> Opdrachten
1/ Zet de alinea die begint met "Nadat Sanjurjo is verongelukt" uit de tekst over de Spaanse Burgeroorlog om in een lijst met de belangrijkste feiten.
2/ Som de landen op waarvan volgens de tekst over de Spaanse Burgeroorlog pagina's met postzegels in het album 'Iberia' staan.
3/ Ga alsjeblieft verder met de tekst over de Spaanse Burgeroorlog, te beginnen na de laatste zin.

> Tekstfragment
----

Arthur Steegh’s postzegelverzameling van de Spaanse Burgeroorlog

Spaanse burgeroorlog

Op de website over de postgeschiedenis van Zuid Kennemerland hebben we bij het onderdeel “postzegels verzamelen” al eerder aandacht besteed aan de fameuze verzameling van de veel te jong overleden Arthur Steegh (jarenlang actief (bestuurs)lid van OHvZ) (september 2020). Daar stelden we dat Arthur’s verzameling van de Spaanse Burgeroorlog eigenlijk een aparte online publicatie verdiende. Dat doen we bij deze, nadat ik van Arthur’s broer John het album te leen kreeg van ‘Iberia’. Daar staan ook veel pagina’s in van de vroege en latere postzegels van Spanje (en van Gibraltar, Andorra en Portugal), maar hier concentreren we ons op de Spaanse Burgeroorlog.

Ton Dietz met inbreng van John Steegh, waarvoor veel dank! (juli 2022).

Inleiding

In 1931 werd de Spaanse Koning Alfons XIII afgezet en werd voor de tweede keer de republiek uitgeroepen (de eerste keer gebeurde dat in 1873, maar dat was van korte duur).

Wat later wordt betiteld als de Spaanse Burgeroorlog begint in 1936 met een militaire opstand tegen Spanje’s Tweede Republiek (sinds 1931) in Noord-Marokko (toen Spaans protectoraat) en de Canarische Eilanden. Rechtse generaals onder leiding van José Sanjurjo beginnen met een pronunciamiento (letterlijk alleen ‘verklaring’, maar feitelijk staatsgreep). De opstand krijgt steun van monarchisten, clericalen en fascisten. De beweging is sterk autoritair, centralistisch en anti-Baskisch en anti-Catalaans.

Nadat Sanjurjo is verongelukt bij een vliegtuigcrash neemt Francisco Franco de leiding als caudillo (‘Führer’). De opstand mislukt; de Republiek weet zich in grote delen van Spanje te handhaven. Het wordt snel een ‘vuile oorlog’. Franco-aanhangers suggereren dat er vier colonnes op weg zijn naar Madrid, maar dat er een vijfde in de stad zelf aanwezig is: de beruchte ‘vijfde colonne’. Het leidt onder Republikeinen tot een paniekerige bijltjesdag tegen de (vermeende) aanhangers in Madrid, waaronder vele priesters.

----

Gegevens
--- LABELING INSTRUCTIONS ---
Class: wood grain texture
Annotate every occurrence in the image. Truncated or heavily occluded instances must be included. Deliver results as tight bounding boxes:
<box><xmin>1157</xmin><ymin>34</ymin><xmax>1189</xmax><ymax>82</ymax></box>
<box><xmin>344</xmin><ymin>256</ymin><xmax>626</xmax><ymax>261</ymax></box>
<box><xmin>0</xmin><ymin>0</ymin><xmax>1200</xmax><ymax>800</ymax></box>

----

> Verwachte antwoorden
1/
- Na de dood van Sanjurjo bij een vliegtuigcrash neemt Francisco Franco de leiding als caudillo.
- De opstand mislukt, want de Republiek houdt stand in grote delen van Spanje.
- Het wordt al snel een 'vuile oorlog'.
- Franco-aanhangers beweren dat vier colonnes op weg zijn naar Madrid en dat een vijfde al in de stad zelf zit: de 'vijfde colonne'.
- Dat leidt onder Republikeinen tot een paniekerige bijltjesdag tegen (vermeende) aanhangers in Madrid, onder wie veel priesters.

2/
- Spanje
- Gibraltar
- Andorra
- Portugal

3/
Al snel bemoeit de halve wereld zich met de oorlog. Nazi-Duitsland en fascistisch Italië aan de kant van Franco, de Sovjet-Unie en Mexico aan de kant van de legitieme regering van de Republiek. Daarnaast helpen vrijwilligers uit heel Europa mee bij de verdediging van de Republiek: de Internationale Brigades. Militair zijn zowel de Republiek als de Brigades niet opgewassen tegen de beroepsmilitairen van Franco, mede door luchtsteun van Nazi-Duitsland (het eerste terreurbombardement ooit door de Luftwaffe: op het Baskische stadje Guernica). De toenemende wapenleveranties van de Sovjet-Unie gaan gepaard met groeiende politieke invloed van communisten aan Republikeinse zijde. Dat leidt tot interne spanningen in de Republiek die de weerstand tegen de oprukkende opstandelingen ondermijnt. Mede door vaak wisselende frontposities is deze verdeeldheid op postzegels goed te zien.

Op 1 april 1939 capituleren de laatste Republikeinse troepen of vluchten Frankrijk in. Onder de caudillo ontstaat de fascistische eenheidsorganisatie Falange. Franco heerst nog 36 jaar met ijzeren hand (en met doodvonnissen) over Spanje tot hij in 1975 overlijdt. Vanaf 1978 is Spanje weer een democratie en werd het koningschap hersteld.

Eind 1938 zag Spanje er militair zo uit: het Catalaanse Barcelona in het noordoosten, het meest oostelijke eiland van de Balearen (Menorca), Madrid en het gebied ten zuidoosten van Madrid, tot de Middellandse Zeekust met de steden Valencia, Alicante en Almería waren nog in Republikeinse handen. De rest van Spanje, de Canarische eilanden en Spaans Marokko waren in handen van Franco.

Bron: Wikipedia.

Postaal liet de Spaanse Burgeroorlog heel veel sporen na, omdat zowel de republikeinen als de nationalisten zich op allerlei manieren postaal manifesteerden, met opdrukken op postzegels en met tal van vignetten op poststukken en ook is er Franse postale aandacht. In catalogi is dat allemaal niet zo zichtbaar. Zo geeft de Yvert & Tellier catalogus “Classiques du Monde” wel een overzicht van nationalistische uitgiftes, maar van de vele Republikeinse uitgiftes worden alleen die van 1931 getoond en niet die van 1936-1939. Digitaal geeft StampWorld.com toegang tot de nationalistische zegels.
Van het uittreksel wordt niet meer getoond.